● **EXTRACT**
+-------+
3 things to know about digital search warrants

On Behalf of | Feb 7, 2017 | Criminal Defense

Think of how often you use technology. Even right now, reading this blog post, you are using some sort of device, be it your personal computer, work computer or smartphone. In 2017, technology is simply a way of life. We use Facebook to connect with friends and family, Spotify to listen to our favorite music and online banking apps to pay our bills. Due to this reliance on technology, it is important to know your legal rights when it comes to digital search warrants.

No 1: Authorities cannot confiscate your belongings without a search warrant

A recent case involving a request to confiscate possible evidence from Amazon’s Echo device is shining the light on the ever-changing role technology is having when it comes to obtaining evidence.

What is important to know, is that just as police cannot walk into your home and start looking around without a search warrant, the same can be said for your electronics. Whether it’s your computer, cellphone, digital camera or other type of electronic device, authorities need to take the proper channels in order to secure a search warrant before attempting to look through your personal belongs.
+-------+
● **DATA SECTION**
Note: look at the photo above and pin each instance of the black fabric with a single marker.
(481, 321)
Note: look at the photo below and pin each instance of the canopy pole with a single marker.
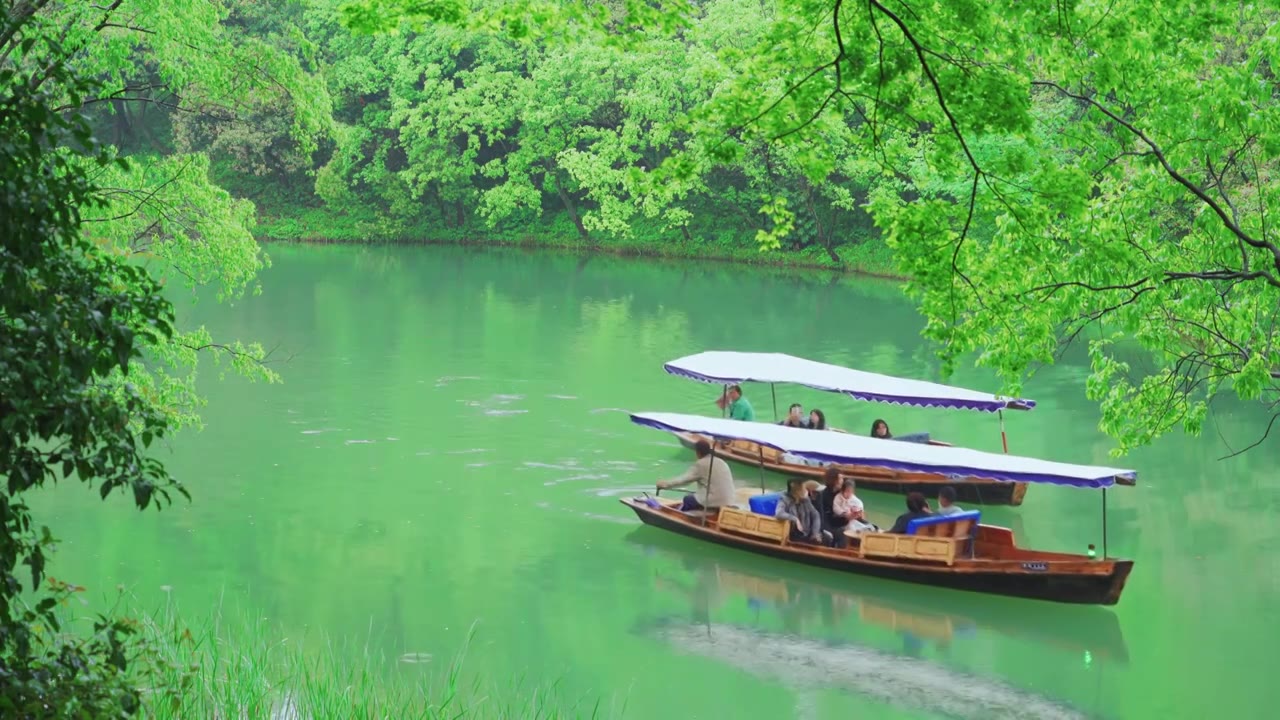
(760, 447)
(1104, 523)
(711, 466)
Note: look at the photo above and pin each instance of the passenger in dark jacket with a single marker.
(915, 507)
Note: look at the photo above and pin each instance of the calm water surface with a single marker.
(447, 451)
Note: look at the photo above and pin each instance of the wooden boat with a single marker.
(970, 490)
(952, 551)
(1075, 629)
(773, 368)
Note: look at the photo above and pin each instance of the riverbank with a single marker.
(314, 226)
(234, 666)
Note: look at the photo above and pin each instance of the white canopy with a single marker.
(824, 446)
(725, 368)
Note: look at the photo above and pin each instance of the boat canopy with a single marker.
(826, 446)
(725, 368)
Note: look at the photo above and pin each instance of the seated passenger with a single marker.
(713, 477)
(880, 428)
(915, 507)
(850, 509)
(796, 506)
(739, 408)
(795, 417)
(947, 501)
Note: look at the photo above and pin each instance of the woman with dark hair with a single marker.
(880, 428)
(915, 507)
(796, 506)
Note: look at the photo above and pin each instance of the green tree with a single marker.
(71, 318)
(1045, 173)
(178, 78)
+-------+
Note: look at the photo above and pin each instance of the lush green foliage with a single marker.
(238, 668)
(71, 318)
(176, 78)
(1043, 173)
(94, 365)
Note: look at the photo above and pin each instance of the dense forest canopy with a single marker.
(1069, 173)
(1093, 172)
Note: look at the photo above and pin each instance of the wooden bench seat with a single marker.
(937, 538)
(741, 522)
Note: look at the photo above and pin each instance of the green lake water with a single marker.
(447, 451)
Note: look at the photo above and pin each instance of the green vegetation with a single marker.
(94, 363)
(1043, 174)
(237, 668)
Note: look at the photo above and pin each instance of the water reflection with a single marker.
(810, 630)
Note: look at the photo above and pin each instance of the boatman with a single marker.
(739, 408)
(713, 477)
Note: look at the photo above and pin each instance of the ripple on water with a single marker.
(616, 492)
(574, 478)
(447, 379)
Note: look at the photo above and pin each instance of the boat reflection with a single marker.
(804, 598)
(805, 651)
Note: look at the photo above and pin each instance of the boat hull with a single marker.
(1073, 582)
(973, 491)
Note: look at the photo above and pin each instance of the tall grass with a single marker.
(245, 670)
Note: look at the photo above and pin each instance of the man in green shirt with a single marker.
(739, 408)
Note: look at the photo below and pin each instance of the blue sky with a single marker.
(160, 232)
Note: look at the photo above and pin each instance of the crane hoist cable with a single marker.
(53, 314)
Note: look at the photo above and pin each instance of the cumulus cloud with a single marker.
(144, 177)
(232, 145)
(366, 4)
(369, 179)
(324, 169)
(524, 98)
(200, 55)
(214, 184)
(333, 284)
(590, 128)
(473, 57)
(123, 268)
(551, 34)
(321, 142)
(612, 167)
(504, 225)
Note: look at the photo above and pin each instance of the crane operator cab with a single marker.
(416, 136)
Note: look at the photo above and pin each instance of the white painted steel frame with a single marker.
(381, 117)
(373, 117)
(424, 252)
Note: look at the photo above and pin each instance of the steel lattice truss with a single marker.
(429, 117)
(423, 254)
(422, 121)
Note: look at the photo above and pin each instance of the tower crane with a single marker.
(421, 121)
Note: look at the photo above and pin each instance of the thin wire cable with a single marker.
+-------+
● **TASK LIST**
1 - List each app or service that the post on digital search warrants says we use, along with what it says we use it for.
2 - Answer these about the post on digital search warrants:
(a) On what date was it posted?
(b) Which Amazon device is part of the recent case it mentions?
(c) What does it say police cannot do in your home without a search warrant?
3 - Pick up the post on digital search warrants after its last sentence and keep writing.

● **ANSWERS FOR THE EXERCISE**
1 -
- Facebook: to connect with friends and family
- Spotify: to listen to our favorite music
- Online banking apps: to pay our bills

2 -
(a) Feb 7, 2017
(b) The Echo
(c) Walk in and start looking around

3 -
No. 2: Illegal search and seizures can lead to a dismissal of charges

Even though there are laws in place to protect your rights, this does not mean that authorities will always follow these laws. While we all hope it will not happen to us, the truth is that there are plenty of cases where police or investigators do not follow the proper protocols in order to gather information to eventually use against someone. However, in cases where this information is illegally gathered — a clear violation of your Fourth Amendment rights — the charges may end up being dismissed.

No. 3: Facing criminal charges? You will want to hire an attorney

Trying to prove a violation of your rights, or that you are not to blame for a crime, is a stressful and often times confusing process. This is where an attorney can step in on your behalf — to look at not only the evidence against you, but also how that evidence was obtained.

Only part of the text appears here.